» **Stored data**:
======
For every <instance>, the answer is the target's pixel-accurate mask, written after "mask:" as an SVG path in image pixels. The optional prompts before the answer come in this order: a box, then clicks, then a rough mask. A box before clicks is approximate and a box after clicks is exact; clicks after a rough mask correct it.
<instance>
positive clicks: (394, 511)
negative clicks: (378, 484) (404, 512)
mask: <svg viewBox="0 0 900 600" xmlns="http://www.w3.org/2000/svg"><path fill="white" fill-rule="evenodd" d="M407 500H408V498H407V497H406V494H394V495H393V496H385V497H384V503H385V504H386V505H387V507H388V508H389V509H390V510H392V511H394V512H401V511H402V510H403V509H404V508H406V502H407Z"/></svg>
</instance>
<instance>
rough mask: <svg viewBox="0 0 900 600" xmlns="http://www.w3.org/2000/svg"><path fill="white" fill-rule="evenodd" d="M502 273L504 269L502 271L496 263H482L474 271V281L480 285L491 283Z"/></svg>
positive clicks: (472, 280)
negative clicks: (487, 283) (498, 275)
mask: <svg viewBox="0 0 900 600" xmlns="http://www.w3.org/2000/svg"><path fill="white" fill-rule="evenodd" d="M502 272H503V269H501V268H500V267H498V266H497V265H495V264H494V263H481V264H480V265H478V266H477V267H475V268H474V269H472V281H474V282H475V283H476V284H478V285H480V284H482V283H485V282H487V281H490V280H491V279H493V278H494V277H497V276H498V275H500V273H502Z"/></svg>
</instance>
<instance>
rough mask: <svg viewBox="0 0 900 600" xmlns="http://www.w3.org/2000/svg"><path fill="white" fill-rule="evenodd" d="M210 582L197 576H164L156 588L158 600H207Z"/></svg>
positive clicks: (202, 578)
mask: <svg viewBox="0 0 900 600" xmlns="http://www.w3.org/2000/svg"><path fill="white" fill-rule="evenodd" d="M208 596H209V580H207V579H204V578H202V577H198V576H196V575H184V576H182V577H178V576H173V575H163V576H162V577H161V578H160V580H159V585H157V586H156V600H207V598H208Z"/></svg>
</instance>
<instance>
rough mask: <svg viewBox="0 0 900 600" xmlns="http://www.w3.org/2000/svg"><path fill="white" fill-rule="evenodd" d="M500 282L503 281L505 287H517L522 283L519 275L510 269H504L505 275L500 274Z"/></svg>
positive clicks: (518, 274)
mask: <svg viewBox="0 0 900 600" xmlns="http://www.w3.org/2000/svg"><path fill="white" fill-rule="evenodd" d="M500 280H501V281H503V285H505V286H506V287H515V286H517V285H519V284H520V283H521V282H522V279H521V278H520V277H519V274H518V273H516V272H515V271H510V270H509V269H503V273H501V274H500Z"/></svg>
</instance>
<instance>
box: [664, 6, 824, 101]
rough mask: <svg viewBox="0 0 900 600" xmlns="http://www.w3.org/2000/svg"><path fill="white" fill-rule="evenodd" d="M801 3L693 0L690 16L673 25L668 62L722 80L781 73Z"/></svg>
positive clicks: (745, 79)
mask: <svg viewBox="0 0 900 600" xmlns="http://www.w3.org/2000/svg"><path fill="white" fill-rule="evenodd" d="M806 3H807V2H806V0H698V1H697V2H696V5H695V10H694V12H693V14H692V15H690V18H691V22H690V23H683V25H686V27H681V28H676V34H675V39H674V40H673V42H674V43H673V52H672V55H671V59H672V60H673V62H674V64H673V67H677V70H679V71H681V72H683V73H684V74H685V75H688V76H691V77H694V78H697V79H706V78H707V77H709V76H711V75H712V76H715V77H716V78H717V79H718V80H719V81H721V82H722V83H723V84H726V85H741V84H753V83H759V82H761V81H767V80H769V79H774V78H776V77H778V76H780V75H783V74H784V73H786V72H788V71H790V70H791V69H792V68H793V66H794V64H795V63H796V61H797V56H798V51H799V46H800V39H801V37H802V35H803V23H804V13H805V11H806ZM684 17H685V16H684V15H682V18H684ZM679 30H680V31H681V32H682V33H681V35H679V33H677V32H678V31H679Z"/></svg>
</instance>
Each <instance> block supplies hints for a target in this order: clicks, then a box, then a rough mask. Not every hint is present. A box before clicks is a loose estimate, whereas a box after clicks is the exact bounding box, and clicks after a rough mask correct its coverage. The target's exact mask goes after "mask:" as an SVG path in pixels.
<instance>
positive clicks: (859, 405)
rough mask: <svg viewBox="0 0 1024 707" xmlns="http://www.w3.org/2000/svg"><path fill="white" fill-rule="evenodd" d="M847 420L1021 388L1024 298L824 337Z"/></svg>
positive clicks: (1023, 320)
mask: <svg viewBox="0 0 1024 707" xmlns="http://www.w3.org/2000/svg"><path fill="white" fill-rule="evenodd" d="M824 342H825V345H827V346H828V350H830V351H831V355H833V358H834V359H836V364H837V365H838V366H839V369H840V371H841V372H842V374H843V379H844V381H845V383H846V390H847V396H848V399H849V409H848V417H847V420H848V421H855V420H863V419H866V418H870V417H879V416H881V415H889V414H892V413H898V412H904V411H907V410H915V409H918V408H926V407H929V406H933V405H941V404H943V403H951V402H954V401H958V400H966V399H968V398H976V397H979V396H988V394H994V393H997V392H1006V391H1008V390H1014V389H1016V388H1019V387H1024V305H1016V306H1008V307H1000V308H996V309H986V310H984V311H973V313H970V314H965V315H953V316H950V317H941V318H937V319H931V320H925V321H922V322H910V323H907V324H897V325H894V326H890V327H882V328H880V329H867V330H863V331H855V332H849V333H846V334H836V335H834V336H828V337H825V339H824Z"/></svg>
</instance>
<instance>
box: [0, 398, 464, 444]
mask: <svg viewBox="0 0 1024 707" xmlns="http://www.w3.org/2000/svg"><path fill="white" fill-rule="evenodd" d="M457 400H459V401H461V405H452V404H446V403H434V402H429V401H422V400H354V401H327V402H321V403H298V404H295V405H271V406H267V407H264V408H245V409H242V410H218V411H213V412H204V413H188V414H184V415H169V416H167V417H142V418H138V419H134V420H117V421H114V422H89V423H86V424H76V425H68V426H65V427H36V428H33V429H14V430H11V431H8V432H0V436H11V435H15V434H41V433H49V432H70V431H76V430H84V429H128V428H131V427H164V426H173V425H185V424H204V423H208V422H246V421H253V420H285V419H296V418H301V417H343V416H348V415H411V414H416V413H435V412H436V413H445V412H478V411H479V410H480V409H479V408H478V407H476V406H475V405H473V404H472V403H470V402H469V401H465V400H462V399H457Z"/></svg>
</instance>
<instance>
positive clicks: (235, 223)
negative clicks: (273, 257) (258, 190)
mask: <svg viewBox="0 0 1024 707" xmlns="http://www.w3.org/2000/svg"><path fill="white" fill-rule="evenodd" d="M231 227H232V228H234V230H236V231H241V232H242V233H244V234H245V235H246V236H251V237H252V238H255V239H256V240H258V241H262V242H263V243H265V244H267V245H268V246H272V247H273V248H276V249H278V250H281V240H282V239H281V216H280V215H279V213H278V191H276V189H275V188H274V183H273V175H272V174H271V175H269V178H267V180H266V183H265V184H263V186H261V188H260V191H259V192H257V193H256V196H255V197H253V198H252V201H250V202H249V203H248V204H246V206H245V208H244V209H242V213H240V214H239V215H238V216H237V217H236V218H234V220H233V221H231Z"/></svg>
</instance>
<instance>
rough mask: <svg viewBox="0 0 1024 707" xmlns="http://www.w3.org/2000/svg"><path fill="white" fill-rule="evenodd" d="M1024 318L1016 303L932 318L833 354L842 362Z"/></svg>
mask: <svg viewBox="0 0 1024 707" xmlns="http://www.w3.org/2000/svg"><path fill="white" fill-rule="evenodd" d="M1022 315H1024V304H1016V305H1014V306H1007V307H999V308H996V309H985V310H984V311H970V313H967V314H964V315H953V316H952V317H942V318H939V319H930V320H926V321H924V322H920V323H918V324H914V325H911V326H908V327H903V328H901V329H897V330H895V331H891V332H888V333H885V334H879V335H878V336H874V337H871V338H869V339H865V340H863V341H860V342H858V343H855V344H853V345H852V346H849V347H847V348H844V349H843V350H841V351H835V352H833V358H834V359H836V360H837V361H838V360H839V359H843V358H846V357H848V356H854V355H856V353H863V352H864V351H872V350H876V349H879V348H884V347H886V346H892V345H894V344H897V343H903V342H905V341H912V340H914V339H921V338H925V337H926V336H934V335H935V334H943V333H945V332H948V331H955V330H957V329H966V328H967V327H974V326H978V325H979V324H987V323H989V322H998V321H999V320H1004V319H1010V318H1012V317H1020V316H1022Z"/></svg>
======
» **Your objective**: Return every line of the records that contains the word "positive". Case counts.

» **Your response**:
positive clicks: (394, 511)
positive clicks: (472, 280)
positive clicks: (202, 578)
positive clicks: (518, 274)
positive clicks: (745, 79)
positive clicks: (859, 405)
positive clicks: (1023, 320)
positive clicks: (235, 223)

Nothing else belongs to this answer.